- Task goal -
Output the entries below word for word, stopping once the line containing "Need: a point for each instance of the arched" is done, and omit each picture.
*** Task inputs Section Begins ***
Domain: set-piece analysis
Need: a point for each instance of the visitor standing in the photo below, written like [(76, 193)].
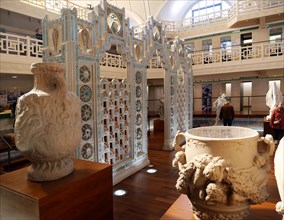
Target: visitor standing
[(277, 122), (227, 114), (38, 34)]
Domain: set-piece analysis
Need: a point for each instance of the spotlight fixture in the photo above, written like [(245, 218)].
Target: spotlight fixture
[(120, 192), (152, 170)]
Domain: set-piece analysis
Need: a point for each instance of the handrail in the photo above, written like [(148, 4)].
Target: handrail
[(20, 45), (56, 6), (12, 44), (236, 53), (240, 7)]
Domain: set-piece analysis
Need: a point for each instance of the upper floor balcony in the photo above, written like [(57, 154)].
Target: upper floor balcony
[(244, 13), (18, 52)]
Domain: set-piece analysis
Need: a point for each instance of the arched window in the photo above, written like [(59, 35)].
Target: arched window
[(207, 9)]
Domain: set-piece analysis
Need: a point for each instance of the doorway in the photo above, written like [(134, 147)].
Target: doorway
[(245, 96)]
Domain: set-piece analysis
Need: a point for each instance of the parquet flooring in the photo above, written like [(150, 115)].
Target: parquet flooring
[(150, 196)]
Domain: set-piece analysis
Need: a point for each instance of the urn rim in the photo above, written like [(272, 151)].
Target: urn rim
[(246, 133)]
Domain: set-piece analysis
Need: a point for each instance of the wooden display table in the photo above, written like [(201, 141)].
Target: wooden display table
[(84, 194)]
*** Task inputs Section Ends ***
- Response box -
Domain: set-piece analysis
Need: a point for each instance of the visitor standing in the photo below, written like [(76, 193)].
Target: visitor standing
[(277, 122), (227, 114), (38, 34)]
Domain: set-piece analysis
Need: a point for each instance of the spotlight fixture in the photo above, written like [(245, 218)].
Target: spotlight fixture
[(120, 192), (152, 170)]
Domain: set-piece analysis
Need: a point for each instance of the handrail in the photo above, written like [(148, 4)].
Target: handrail
[(20, 45), (56, 6), (12, 44), (236, 53), (240, 7)]
Domain: set-piece analysis
Need: a point for each instance of the upper floor balcony in the photo above, written like [(57, 154)].
Target: upper floor balcony
[(244, 13), (18, 52)]
Domain: set-piece analysis
Need: a point for each instance of the arched window in the photo above, written like [(59, 35)].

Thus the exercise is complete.